- Provided records -
>> begin
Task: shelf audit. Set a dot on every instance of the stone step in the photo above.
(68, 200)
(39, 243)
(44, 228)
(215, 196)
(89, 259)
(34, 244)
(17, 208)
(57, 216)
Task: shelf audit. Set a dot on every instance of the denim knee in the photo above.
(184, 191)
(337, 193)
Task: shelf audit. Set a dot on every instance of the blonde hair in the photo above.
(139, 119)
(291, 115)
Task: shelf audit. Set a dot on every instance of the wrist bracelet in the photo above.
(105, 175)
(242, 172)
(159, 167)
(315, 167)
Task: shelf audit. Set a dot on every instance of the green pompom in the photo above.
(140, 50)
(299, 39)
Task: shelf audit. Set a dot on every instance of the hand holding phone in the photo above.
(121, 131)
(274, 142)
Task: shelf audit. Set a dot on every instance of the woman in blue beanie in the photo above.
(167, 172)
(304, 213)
>> end
>> begin
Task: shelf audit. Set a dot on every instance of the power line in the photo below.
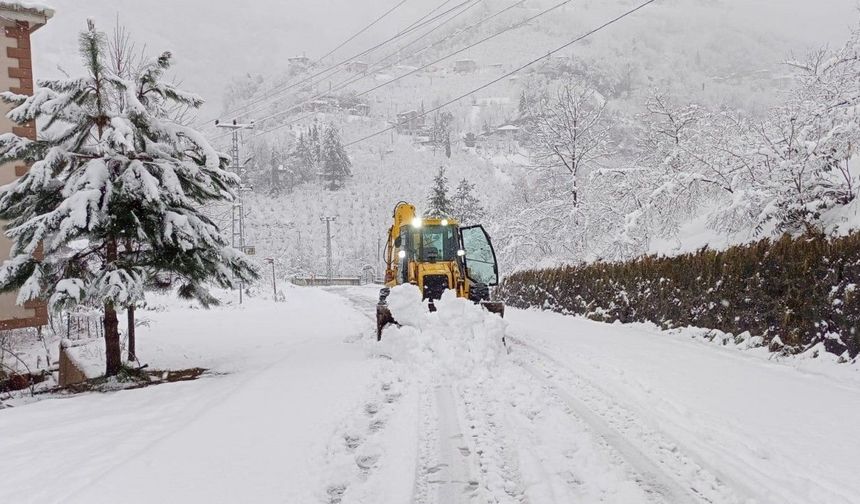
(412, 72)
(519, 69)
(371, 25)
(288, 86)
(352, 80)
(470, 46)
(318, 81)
>> end
- Your objective -
Select every line of the items above that contains the string "wrist"; the match is case-sensitive.

- Exercise answer -
Task: shelf audit. Set a dot on every instance of the wrist bracelet in the photo above.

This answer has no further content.